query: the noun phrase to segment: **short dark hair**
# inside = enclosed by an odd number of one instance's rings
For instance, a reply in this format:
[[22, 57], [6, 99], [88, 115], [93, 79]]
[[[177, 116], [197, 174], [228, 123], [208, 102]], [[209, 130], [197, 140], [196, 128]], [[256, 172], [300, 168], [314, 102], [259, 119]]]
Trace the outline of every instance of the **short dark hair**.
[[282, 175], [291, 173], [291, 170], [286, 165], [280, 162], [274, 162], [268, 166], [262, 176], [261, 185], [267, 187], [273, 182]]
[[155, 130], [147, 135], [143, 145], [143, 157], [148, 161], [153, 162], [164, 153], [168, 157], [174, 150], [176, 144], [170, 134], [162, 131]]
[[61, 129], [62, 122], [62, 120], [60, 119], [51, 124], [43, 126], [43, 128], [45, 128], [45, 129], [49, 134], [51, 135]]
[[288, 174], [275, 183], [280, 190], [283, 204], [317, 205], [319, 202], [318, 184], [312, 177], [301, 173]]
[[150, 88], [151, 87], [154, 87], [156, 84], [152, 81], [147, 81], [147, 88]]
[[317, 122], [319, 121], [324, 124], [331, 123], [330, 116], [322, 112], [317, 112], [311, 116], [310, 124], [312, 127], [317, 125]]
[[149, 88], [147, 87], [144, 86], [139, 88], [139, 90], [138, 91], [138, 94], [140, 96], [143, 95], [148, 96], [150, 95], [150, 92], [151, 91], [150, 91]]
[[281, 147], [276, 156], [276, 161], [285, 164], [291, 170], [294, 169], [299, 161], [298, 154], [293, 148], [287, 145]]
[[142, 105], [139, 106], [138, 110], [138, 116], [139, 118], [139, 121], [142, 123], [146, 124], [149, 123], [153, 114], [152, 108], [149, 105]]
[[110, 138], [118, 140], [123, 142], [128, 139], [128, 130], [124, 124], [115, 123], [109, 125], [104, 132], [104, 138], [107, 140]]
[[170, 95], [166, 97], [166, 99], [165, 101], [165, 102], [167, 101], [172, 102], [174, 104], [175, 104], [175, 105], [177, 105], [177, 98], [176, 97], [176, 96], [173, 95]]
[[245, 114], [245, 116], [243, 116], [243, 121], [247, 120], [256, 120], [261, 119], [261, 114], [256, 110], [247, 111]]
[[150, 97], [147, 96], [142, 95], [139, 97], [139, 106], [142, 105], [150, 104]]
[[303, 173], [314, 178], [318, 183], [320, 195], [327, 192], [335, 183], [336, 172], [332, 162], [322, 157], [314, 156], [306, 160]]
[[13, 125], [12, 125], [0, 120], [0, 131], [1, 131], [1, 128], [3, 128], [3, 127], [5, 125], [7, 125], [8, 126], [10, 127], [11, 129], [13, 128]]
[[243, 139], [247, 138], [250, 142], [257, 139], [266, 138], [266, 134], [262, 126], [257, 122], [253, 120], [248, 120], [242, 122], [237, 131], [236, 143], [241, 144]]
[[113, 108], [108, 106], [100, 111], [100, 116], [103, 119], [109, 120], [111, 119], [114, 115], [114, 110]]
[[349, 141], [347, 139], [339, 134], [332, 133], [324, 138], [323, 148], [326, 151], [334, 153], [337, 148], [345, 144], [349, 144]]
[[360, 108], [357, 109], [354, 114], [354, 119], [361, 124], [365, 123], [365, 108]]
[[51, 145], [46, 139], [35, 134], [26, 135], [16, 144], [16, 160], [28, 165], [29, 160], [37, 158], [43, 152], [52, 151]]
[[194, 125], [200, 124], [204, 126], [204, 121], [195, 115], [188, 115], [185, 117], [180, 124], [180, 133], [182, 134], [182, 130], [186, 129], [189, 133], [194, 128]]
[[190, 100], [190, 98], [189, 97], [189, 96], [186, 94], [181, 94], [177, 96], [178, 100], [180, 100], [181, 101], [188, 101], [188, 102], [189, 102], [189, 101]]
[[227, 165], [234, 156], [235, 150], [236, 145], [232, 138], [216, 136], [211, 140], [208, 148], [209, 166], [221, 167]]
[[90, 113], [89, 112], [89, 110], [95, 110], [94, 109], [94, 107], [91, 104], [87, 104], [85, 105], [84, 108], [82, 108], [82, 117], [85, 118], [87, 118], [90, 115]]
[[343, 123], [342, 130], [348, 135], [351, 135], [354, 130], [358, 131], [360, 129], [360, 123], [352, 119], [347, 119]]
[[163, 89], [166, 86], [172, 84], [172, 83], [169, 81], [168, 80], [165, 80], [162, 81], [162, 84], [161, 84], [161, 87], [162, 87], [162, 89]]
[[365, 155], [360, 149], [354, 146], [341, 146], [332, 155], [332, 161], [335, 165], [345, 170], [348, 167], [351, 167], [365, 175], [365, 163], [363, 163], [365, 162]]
++++++++++++++++++++
Problem requirements: Return the listing above in full, character for character.

Exercise result:
query: the noun phrase to segment: **short dark hair**
# inside = enclosed by an odd number of one instance's rings
For instance, a reply in this format:
[[22, 57], [6, 99], [88, 115], [93, 79]]
[[[177, 116], [197, 174], [228, 123], [208, 102]], [[209, 130], [197, 140], [196, 128]], [[256, 172], [300, 168], [314, 102], [259, 119]]]
Trace the outline of every instance of the **short dark hair**.
[[282, 175], [291, 173], [291, 170], [286, 165], [280, 162], [274, 162], [268, 166], [262, 176], [261, 185], [267, 187], [273, 182]]
[[155, 130], [147, 135], [143, 145], [143, 157], [148, 161], [153, 162], [164, 153], [168, 157], [174, 150], [176, 144], [170, 134], [162, 131]]
[[61, 129], [62, 122], [62, 120], [60, 119], [51, 124], [43, 126], [43, 128], [45, 128], [45, 129], [49, 134], [51, 135]]
[[288, 174], [275, 183], [280, 190], [283, 204], [317, 205], [319, 202], [318, 184], [312, 177], [301, 173]]
[[150, 88], [151, 87], [154, 87], [156, 84], [152, 81], [147, 81], [147, 88]]
[[317, 122], [319, 121], [324, 124], [331, 123], [330, 116], [322, 112], [317, 112], [311, 116], [310, 124], [312, 127], [317, 125]]
[[149, 88], [147, 87], [144, 86], [139, 88], [139, 90], [138, 91], [138, 94], [140, 96], [143, 95], [148, 96], [150, 95], [150, 92], [151, 91], [150, 91]]
[[281, 147], [276, 156], [276, 161], [285, 164], [291, 170], [294, 169], [299, 161], [298, 154], [293, 148], [287, 145]]
[[142, 105], [139, 106], [138, 110], [138, 116], [139, 118], [139, 121], [142, 123], [146, 124], [149, 123], [153, 114], [152, 108], [149, 105]]
[[110, 138], [118, 140], [123, 142], [128, 139], [128, 130], [124, 124], [115, 123], [109, 125], [104, 132], [104, 138], [107, 140]]
[[170, 95], [166, 97], [166, 99], [165, 101], [165, 102], [167, 101], [172, 102], [174, 104], [175, 104], [175, 105], [177, 105], [177, 98], [176, 97], [176, 96], [173, 95]]
[[245, 114], [245, 116], [243, 116], [243, 121], [247, 120], [256, 120], [261, 119], [261, 114], [256, 110], [247, 111]]
[[150, 97], [147, 96], [142, 95], [139, 97], [139, 106], [142, 105], [150, 104]]
[[303, 173], [314, 178], [318, 183], [320, 195], [327, 192], [335, 183], [336, 172], [332, 162], [322, 157], [314, 156], [306, 160]]
[[13, 125], [12, 125], [0, 120], [0, 131], [1, 131], [1, 128], [3, 128], [3, 127], [5, 125], [7, 125], [8, 126], [10, 127], [11, 129], [13, 128]]
[[243, 139], [247, 138], [250, 142], [257, 139], [266, 138], [266, 134], [262, 126], [257, 122], [253, 120], [248, 120], [242, 122], [237, 131], [236, 143], [241, 144]]
[[113, 108], [108, 106], [100, 111], [100, 116], [103, 119], [109, 120], [111, 119], [114, 115], [114, 110]]
[[349, 141], [347, 139], [339, 134], [332, 133], [324, 138], [323, 148], [326, 151], [334, 153], [337, 148], [345, 144], [349, 144]]
[[360, 108], [357, 109], [354, 114], [354, 119], [361, 124], [365, 123], [365, 108]]
[[51, 145], [46, 139], [35, 134], [26, 135], [16, 144], [16, 160], [28, 165], [29, 160], [37, 158], [43, 152], [52, 151]]
[[194, 125], [200, 124], [204, 126], [204, 121], [195, 115], [188, 115], [185, 117], [180, 124], [180, 133], [182, 134], [182, 130], [186, 129], [189, 133], [194, 128]]
[[190, 100], [190, 98], [189, 97], [189, 96], [186, 94], [181, 94], [177, 96], [178, 100], [180, 100], [181, 101], [188, 101], [188, 102], [189, 102], [189, 101]]
[[227, 165], [234, 156], [235, 150], [236, 145], [232, 138], [216, 136], [211, 140], [208, 148], [209, 166], [221, 167]]
[[90, 113], [89, 112], [89, 110], [95, 110], [94, 109], [94, 107], [91, 104], [87, 104], [85, 105], [84, 108], [82, 108], [82, 117], [85, 118], [87, 118], [90, 115]]
[[343, 123], [342, 130], [348, 135], [351, 135], [354, 130], [358, 131], [360, 129], [360, 123], [352, 119], [347, 119]]
[[163, 89], [166, 86], [172, 84], [172, 83], [169, 81], [168, 80], [165, 80], [162, 81], [162, 84], [161, 84], [161, 87], [162, 87], [162, 89]]
[[365, 155], [360, 149], [354, 146], [341, 146], [332, 155], [332, 161], [335, 165], [345, 170], [348, 167], [351, 167], [365, 175], [365, 163], [363, 163], [365, 162]]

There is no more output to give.